▶ Short exercise
What is needed is an exact copy of the entries below, from the line that contains "the sidewalk, giving" through the final line, both included, and nothing else.

▶ Dataset items
--- START ---

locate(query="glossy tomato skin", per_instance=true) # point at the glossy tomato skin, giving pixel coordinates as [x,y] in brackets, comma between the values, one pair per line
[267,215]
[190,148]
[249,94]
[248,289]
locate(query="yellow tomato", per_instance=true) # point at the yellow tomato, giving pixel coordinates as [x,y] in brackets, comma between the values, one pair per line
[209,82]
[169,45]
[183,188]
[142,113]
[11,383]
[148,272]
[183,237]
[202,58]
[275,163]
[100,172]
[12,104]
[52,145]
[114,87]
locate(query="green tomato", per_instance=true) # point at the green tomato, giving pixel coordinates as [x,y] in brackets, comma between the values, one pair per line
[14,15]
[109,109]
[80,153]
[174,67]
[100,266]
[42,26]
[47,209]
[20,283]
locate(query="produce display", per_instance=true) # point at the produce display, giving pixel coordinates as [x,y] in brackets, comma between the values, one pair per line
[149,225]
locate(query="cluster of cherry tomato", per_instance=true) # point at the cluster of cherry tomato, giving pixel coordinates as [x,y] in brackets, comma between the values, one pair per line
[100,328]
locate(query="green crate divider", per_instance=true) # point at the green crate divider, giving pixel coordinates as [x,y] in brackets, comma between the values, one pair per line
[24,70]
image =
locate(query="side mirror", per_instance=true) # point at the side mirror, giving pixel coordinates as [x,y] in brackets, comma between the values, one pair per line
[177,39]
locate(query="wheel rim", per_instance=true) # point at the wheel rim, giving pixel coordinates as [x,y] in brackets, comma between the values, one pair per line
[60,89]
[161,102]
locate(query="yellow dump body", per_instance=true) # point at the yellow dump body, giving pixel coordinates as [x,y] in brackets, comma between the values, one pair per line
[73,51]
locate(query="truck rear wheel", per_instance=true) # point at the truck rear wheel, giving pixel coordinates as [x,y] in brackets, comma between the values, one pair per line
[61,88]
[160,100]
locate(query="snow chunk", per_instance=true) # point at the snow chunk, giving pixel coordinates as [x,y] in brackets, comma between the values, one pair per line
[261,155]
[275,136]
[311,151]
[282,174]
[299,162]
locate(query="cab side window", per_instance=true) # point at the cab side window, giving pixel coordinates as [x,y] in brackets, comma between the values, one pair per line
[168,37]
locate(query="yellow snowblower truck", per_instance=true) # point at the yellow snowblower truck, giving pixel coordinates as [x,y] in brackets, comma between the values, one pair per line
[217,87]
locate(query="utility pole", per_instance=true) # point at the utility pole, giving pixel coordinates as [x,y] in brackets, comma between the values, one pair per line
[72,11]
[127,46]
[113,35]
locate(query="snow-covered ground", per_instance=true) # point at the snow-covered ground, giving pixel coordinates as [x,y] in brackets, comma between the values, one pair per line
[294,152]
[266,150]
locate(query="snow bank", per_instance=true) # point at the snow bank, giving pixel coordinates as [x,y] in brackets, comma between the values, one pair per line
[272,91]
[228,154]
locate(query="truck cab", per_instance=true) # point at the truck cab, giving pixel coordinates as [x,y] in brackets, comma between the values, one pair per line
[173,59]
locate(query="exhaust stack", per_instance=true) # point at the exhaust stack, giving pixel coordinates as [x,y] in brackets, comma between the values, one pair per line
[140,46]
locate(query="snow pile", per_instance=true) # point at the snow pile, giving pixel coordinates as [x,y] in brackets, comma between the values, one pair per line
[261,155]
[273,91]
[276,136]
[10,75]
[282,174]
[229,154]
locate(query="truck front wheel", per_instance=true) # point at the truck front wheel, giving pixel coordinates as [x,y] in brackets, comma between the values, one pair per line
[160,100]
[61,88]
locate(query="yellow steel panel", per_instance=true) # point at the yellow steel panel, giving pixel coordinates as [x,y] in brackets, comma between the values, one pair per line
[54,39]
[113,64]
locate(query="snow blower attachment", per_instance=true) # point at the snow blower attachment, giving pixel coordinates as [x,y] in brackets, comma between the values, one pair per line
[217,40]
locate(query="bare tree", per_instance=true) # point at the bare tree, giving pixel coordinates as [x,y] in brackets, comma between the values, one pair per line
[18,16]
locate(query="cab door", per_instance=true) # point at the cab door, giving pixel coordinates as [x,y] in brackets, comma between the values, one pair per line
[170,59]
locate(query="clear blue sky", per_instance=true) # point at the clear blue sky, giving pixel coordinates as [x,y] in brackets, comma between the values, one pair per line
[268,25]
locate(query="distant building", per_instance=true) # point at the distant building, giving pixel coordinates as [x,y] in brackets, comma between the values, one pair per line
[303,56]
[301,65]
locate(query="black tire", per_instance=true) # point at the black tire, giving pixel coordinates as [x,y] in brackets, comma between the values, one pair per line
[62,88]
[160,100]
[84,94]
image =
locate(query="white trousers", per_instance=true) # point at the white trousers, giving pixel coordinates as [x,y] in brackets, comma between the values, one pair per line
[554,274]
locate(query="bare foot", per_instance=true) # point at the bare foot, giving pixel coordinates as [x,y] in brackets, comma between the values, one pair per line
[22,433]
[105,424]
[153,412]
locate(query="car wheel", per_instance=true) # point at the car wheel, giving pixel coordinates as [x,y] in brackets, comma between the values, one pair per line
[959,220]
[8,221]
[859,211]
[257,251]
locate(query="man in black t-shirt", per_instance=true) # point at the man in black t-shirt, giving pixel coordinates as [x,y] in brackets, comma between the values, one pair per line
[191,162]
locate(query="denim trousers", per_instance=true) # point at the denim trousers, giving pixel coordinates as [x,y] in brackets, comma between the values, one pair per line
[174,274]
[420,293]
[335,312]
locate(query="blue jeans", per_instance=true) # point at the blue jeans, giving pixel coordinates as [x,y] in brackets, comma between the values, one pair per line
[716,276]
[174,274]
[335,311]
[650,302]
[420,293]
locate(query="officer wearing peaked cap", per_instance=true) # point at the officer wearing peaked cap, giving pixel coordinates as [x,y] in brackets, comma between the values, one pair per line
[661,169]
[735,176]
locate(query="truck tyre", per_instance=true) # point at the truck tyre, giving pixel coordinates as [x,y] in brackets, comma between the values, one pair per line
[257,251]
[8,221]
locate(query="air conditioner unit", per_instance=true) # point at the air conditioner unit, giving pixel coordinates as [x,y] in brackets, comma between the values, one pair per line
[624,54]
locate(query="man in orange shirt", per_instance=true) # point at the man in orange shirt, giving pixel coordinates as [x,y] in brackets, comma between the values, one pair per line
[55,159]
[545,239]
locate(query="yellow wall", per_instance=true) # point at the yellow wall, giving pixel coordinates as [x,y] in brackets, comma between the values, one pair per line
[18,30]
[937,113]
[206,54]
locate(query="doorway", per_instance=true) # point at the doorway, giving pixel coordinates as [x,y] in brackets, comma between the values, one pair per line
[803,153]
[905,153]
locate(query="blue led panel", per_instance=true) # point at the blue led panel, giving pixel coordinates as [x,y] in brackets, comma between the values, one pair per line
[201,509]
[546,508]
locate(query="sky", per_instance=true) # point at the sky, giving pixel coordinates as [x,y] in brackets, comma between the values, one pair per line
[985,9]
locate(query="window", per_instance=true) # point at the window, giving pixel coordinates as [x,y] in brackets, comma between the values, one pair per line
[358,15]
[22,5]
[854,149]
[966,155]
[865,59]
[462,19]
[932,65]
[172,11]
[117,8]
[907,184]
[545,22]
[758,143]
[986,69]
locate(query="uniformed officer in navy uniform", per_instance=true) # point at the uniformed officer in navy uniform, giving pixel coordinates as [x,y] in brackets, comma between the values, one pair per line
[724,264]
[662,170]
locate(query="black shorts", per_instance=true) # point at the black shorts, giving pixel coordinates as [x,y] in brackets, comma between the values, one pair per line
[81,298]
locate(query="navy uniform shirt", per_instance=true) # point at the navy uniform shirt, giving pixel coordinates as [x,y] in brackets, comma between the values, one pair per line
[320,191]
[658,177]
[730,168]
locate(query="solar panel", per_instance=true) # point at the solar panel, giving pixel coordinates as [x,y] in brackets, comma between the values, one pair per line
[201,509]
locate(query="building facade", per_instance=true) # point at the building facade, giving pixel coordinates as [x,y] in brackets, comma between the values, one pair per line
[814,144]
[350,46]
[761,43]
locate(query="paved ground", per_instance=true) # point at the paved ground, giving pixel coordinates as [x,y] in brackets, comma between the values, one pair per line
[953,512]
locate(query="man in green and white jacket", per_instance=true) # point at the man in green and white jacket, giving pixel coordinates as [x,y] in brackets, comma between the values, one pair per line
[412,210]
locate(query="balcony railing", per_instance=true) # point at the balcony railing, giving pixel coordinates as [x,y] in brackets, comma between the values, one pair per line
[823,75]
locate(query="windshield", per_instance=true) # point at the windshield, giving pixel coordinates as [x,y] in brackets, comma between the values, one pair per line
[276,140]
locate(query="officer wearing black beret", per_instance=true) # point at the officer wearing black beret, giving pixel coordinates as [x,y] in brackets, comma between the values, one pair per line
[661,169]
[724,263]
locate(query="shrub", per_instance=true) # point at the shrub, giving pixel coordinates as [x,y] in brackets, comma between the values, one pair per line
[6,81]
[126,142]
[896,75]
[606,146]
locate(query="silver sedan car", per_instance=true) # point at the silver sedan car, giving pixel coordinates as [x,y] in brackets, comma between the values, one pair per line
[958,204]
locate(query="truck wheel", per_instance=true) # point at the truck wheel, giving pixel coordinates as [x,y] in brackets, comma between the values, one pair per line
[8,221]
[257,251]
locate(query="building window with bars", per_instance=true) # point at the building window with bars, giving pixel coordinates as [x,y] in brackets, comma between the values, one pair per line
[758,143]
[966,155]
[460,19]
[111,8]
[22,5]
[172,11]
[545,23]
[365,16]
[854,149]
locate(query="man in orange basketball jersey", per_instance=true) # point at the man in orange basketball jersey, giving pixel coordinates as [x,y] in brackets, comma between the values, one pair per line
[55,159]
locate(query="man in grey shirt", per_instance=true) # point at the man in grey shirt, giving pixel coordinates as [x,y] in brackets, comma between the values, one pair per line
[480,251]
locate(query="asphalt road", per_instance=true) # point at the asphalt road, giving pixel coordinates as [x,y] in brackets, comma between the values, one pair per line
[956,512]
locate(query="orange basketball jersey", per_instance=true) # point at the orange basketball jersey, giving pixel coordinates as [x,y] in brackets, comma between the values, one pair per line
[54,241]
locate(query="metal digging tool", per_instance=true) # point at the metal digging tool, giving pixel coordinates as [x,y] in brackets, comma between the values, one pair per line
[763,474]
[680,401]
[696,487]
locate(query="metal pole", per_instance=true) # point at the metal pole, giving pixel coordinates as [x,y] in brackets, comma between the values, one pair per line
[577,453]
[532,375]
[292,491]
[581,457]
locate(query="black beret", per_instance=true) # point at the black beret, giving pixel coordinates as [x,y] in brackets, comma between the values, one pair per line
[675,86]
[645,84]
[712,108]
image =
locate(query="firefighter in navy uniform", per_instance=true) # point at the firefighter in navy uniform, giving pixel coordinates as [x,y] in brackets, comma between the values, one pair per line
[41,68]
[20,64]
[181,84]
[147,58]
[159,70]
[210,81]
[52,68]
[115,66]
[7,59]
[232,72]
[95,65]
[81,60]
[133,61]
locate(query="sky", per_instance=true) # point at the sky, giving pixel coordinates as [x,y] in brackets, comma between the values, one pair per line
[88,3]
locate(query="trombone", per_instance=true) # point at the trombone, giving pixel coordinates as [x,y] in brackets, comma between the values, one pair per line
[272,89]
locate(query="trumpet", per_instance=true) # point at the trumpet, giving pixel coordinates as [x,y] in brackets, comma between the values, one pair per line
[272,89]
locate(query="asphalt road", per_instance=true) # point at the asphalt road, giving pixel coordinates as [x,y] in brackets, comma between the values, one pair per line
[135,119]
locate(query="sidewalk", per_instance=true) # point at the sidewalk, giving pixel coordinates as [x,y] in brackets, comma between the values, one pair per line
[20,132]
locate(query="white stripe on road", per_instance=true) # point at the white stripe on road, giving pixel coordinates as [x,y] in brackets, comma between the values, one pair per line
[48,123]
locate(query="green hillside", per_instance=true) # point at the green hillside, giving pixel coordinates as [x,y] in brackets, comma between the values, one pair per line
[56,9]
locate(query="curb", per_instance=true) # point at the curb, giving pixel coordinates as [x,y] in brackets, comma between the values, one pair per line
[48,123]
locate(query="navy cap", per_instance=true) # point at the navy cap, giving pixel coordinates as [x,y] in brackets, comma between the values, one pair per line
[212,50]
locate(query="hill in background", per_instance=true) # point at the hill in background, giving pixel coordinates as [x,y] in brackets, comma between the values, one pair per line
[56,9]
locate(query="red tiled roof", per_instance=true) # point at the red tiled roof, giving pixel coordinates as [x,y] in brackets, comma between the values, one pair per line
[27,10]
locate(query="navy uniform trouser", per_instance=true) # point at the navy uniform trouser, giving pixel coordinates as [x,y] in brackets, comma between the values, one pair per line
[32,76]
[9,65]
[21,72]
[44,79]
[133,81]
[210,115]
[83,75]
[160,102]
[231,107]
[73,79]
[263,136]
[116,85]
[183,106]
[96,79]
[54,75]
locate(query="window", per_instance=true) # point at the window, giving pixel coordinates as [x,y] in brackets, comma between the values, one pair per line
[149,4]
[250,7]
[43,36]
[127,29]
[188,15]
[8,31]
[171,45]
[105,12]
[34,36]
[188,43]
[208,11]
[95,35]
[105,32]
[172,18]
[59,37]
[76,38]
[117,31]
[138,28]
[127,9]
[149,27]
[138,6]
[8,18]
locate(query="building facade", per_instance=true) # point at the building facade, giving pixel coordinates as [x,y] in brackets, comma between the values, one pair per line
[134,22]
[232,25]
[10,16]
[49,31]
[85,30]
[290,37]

--- END ---

▶ Exercise solution
locate(query="sidewalk", per_instance=true) # point at the sidewalk, giving pixel coordinates as [x,y] in brackets, comma between the values, one pair per line
[20,132]
locate(query="white stripe on road", per_instance=true) # point at the white stripe on road, giving pixel coordinates as [x,y] in brackets, comma between the values, one pair per line
[48,123]
locate(query="green hillside", per_instance=true) # point at the green hillside, giving pixel coordinates as [x,y] in brackets, comma between the values, one pair per line
[56,9]
locate(query="curb", per_instance=true) # point at the curb, giving pixel coordinates as [x,y] in brackets, comma between the values, one pair per line
[48,123]
locate(query="navy cap", per_instance=true) # point at the navy cap, giving pixel coordinates as [x,y] in brackets, comma between the values, one pair per line
[212,50]
locate(query="hill in background", per_instance=true) # point at the hill in background, giving pixel coordinates as [x,y] in brackets, comma between the values, one pair per line
[56,9]
locate(query="red tiled roof", per_instance=true) # point at the red tiled roof, giving pixel coordinates as [x,y] in brackets, comma between the values, one pair per line
[27,10]
locate(query="navy uniform trouser", per_instance=true) # point at the navy uniform trouser, giving pixel coordinates as [x,y] in brackets, comma between the values, one pair per line
[32,76]
[9,65]
[21,72]
[44,79]
[133,81]
[210,115]
[83,75]
[160,102]
[231,107]
[73,79]
[263,136]
[116,85]
[183,106]
[96,79]
[54,75]
locate(query="window", per_instance=true) # point at the window, giving pixel coordinates as [x,y] in brackets, comma between the values, one pair per line
[149,4]
[250,7]
[43,36]
[127,29]
[188,15]
[8,31]
[171,45]
[105,12]
[34,36]
[188,43]
[208,11]
[95,35]
[105,32]
[172,18]
[59,37]
[76,38]
[117,31]
[138,28]
[127,9]
[149,27]
[138,6]
[8,18]
locate(query="building facade", per_instance=true) # point at the building facade, giving pixel coordinates as [x,y] in brackets, comma between the values, one pair per line
[134,22]
[232,25]
[10,16]
[49,31]
[85,30]
[290,37]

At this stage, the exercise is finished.